Point-per-instance localization data:
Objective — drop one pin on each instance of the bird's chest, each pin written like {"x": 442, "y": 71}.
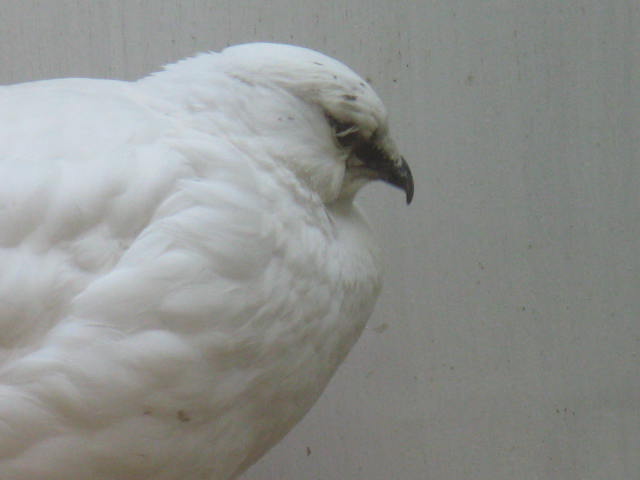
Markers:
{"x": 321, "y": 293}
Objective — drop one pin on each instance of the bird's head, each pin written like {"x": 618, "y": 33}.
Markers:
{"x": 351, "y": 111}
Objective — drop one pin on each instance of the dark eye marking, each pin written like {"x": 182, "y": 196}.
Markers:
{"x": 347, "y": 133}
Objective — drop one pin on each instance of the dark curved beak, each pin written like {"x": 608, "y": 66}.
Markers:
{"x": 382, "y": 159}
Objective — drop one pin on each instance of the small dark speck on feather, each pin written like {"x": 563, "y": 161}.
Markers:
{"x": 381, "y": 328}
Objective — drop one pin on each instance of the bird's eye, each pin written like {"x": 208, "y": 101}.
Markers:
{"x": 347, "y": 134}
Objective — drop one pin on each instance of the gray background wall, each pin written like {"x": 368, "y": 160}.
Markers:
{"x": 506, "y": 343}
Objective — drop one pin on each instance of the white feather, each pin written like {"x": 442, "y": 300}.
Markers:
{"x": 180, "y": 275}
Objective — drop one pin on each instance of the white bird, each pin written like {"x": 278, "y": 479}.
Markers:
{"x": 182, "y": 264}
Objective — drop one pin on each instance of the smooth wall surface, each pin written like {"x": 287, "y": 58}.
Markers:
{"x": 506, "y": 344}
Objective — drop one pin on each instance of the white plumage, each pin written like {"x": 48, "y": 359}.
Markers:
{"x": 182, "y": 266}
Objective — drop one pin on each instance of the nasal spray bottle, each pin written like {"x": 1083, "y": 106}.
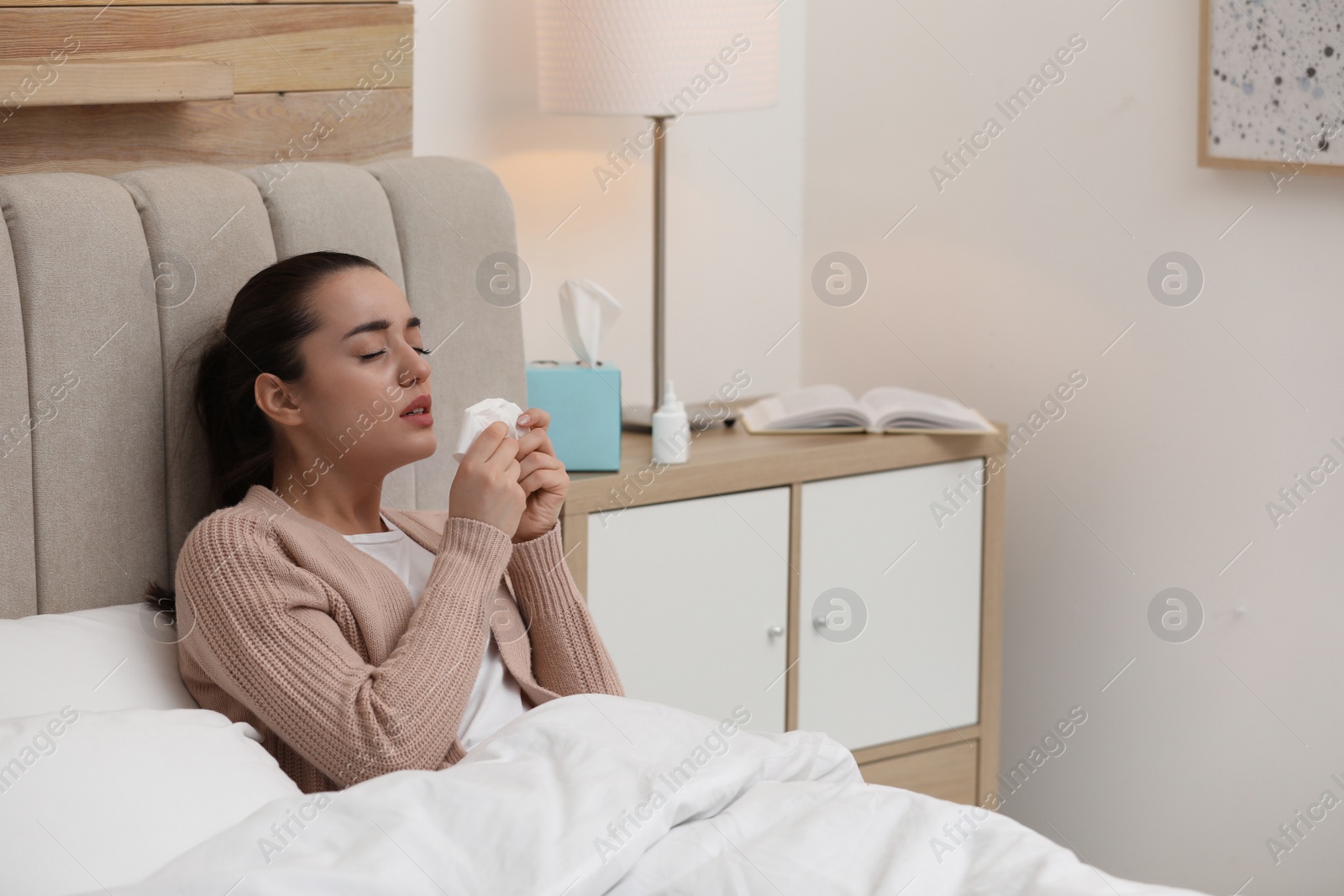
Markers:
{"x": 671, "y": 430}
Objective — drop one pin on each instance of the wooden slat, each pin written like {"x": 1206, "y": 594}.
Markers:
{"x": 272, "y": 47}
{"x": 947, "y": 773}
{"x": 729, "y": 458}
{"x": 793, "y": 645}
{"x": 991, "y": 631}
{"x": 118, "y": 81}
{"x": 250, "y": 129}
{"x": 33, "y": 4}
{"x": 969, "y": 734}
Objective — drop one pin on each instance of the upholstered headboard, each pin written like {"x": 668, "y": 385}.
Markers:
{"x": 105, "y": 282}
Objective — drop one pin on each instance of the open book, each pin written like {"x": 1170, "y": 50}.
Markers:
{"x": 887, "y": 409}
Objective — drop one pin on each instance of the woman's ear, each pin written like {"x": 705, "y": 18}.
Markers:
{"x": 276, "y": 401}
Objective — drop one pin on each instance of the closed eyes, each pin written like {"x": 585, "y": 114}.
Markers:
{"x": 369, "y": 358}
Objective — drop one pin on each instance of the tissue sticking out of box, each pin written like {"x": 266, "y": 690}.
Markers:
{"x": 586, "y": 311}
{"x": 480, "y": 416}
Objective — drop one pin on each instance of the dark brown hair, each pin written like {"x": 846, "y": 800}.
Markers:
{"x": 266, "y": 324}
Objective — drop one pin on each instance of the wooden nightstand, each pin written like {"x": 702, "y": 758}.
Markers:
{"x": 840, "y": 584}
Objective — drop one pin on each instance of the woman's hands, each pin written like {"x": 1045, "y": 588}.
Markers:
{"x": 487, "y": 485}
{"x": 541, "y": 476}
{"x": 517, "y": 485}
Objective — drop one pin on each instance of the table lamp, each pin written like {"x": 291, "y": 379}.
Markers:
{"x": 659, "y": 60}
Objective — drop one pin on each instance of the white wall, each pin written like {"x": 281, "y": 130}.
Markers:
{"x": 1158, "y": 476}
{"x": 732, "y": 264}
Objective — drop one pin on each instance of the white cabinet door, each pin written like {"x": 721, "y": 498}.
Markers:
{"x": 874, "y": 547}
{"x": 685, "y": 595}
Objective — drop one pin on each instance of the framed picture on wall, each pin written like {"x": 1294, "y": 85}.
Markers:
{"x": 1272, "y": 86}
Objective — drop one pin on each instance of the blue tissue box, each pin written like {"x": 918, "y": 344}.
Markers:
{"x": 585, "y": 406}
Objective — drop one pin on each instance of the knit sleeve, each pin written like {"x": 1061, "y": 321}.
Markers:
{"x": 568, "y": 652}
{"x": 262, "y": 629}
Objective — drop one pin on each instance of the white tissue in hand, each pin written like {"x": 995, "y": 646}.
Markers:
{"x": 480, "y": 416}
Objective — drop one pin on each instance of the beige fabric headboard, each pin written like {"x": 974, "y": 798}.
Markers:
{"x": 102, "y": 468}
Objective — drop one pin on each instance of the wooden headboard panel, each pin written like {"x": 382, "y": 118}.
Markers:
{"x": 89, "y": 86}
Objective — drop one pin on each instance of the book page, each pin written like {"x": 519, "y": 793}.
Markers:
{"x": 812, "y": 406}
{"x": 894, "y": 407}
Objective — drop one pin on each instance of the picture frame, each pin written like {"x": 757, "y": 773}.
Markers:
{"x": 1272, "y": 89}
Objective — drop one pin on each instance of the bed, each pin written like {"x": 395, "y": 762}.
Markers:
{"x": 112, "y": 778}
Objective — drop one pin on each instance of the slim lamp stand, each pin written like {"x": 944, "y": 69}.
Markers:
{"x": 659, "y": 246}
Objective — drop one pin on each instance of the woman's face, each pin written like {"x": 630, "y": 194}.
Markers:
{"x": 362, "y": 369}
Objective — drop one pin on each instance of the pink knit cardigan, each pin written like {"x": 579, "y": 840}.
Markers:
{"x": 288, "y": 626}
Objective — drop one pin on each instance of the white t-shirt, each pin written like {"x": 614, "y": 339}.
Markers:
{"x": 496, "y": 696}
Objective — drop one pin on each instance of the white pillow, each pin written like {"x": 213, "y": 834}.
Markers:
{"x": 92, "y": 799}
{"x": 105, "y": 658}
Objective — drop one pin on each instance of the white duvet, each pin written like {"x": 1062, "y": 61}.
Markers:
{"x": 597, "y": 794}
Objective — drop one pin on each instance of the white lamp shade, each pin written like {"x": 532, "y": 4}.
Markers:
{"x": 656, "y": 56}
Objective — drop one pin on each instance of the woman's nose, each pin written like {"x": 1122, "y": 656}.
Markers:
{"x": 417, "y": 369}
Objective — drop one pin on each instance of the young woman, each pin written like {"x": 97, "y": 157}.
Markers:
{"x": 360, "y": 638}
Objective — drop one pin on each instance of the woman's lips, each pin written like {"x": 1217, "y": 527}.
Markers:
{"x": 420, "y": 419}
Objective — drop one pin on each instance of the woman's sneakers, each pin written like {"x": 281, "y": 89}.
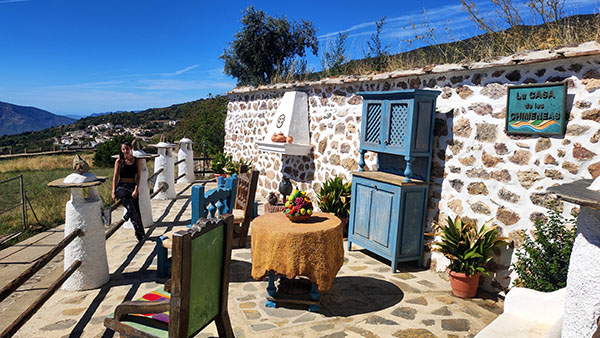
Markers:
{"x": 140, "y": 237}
--
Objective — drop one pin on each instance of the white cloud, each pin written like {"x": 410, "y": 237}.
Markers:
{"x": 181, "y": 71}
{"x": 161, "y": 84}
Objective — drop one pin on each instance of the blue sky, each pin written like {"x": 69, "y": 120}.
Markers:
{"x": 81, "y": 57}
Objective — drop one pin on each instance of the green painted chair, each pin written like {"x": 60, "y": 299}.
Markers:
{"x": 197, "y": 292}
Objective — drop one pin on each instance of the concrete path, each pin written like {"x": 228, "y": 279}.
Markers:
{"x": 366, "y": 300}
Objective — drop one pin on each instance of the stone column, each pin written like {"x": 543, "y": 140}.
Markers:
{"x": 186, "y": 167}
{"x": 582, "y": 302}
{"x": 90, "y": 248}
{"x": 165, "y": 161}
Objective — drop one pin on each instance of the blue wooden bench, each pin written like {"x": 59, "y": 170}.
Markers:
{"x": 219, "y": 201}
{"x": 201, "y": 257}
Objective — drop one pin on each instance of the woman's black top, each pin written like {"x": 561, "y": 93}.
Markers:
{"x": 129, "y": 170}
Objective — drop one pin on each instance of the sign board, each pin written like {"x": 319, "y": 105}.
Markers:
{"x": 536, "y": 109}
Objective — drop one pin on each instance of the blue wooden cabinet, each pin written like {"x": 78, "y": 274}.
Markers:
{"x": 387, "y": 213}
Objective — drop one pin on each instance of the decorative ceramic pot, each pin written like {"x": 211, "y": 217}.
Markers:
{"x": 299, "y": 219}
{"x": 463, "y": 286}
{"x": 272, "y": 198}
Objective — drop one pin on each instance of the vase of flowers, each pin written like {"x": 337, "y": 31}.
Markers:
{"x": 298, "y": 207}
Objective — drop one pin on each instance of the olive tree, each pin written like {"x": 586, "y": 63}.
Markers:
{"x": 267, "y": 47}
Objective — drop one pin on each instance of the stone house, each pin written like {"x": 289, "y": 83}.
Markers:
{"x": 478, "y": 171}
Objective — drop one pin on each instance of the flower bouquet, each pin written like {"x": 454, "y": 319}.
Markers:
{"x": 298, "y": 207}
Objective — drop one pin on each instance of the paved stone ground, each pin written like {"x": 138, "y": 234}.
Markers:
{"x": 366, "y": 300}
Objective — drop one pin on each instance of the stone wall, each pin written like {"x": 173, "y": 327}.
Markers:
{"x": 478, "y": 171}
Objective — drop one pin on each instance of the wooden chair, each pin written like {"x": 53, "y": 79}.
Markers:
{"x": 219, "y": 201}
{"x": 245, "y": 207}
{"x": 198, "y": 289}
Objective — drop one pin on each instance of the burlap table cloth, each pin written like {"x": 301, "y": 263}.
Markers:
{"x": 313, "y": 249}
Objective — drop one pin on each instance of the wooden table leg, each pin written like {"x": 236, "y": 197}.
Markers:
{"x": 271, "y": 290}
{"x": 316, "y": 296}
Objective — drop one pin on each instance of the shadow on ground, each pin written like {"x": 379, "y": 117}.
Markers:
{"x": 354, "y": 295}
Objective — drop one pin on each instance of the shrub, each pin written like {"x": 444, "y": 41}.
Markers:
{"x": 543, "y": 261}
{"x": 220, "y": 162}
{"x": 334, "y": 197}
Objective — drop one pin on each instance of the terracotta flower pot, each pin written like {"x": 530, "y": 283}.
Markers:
...
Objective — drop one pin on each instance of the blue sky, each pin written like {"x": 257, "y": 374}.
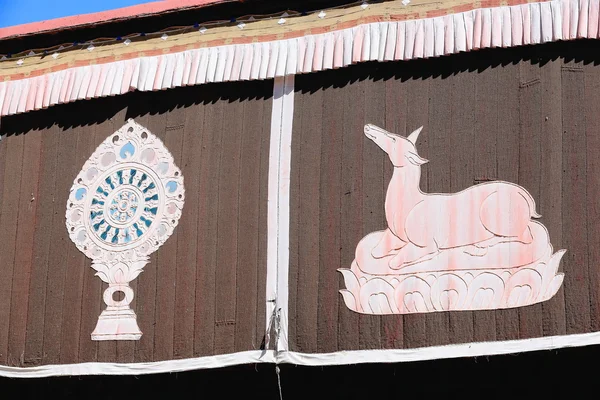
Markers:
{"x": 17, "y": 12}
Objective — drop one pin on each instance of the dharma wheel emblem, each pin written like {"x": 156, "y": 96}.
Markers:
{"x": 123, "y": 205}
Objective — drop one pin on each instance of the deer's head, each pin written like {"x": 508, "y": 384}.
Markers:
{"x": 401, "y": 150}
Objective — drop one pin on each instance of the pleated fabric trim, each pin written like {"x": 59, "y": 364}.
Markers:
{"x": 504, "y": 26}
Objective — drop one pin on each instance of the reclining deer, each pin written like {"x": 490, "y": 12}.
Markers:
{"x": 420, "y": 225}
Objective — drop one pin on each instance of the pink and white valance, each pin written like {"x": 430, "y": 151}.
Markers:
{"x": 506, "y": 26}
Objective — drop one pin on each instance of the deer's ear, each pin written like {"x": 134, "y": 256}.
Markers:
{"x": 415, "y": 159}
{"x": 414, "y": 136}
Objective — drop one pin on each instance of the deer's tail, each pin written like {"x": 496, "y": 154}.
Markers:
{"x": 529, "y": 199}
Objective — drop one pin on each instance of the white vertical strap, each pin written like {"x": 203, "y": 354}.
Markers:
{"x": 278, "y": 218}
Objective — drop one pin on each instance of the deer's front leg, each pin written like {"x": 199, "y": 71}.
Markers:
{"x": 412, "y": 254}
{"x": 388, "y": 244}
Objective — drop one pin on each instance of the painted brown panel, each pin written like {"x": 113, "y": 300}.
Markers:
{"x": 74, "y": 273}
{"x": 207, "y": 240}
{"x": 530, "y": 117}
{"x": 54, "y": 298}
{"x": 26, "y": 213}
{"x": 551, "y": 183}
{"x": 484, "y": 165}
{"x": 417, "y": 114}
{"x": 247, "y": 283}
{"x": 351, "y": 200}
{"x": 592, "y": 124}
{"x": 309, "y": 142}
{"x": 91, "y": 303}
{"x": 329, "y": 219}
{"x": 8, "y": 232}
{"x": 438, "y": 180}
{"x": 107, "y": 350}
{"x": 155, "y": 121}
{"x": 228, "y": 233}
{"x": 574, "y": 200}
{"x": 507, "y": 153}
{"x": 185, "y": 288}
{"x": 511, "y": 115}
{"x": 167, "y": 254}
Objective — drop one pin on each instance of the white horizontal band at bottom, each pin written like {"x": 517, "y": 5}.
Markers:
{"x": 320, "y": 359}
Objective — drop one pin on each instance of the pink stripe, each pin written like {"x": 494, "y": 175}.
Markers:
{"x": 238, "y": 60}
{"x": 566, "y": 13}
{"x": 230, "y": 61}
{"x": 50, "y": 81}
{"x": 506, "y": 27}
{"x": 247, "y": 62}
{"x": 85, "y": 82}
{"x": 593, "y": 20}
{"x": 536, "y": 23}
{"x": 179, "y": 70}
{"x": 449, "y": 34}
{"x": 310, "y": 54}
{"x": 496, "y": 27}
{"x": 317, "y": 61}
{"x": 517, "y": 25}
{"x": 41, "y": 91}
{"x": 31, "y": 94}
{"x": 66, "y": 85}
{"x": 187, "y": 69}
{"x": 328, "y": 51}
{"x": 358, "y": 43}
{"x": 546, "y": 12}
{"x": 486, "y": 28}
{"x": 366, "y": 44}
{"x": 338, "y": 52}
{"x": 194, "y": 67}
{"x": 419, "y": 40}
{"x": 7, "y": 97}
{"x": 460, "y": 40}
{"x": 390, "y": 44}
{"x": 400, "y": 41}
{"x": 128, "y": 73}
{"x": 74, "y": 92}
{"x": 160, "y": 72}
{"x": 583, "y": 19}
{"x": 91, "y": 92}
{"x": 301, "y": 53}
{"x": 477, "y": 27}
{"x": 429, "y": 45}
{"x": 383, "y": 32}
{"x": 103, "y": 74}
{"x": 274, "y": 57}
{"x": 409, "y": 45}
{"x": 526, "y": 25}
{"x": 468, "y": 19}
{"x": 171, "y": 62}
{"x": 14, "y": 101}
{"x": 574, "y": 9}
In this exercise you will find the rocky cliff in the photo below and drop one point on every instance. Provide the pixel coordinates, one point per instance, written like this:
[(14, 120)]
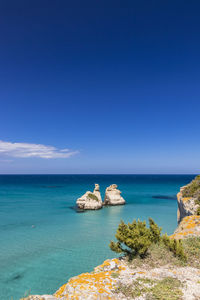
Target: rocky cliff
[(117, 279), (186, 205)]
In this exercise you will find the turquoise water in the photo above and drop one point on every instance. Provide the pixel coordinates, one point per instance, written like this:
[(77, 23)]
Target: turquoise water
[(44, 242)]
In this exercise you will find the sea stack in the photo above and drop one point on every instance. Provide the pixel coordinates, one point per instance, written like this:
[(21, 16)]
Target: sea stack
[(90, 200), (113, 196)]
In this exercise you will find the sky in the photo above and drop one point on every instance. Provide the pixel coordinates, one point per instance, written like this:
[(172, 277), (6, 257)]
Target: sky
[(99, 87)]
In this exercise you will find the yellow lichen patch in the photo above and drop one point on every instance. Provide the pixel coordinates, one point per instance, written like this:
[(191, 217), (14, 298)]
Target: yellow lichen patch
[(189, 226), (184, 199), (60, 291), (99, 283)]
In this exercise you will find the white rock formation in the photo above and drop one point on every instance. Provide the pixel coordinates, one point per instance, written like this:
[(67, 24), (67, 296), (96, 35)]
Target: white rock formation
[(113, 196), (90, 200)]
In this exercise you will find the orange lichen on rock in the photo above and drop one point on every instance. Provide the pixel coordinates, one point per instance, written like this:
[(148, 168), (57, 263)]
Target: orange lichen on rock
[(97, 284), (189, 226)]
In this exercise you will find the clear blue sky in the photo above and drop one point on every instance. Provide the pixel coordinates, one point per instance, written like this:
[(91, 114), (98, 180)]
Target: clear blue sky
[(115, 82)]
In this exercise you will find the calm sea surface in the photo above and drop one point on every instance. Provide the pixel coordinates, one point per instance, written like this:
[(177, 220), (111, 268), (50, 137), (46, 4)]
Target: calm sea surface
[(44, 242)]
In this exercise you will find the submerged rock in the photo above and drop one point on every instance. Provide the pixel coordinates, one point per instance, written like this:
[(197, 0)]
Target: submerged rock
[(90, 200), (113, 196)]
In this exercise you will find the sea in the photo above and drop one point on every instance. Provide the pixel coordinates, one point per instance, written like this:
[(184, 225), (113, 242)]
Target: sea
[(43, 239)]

# What you should do
Show me every line in the data above that includes "brown".

# Result of the exercise
Objective — drop one pin on each instance of the dark brown hair, each pin written like {"x": 846, "y": 800}.
Objective — drop one pin on each instance of the painted brown panel, each pin written like {"x": 113, "y": 300}.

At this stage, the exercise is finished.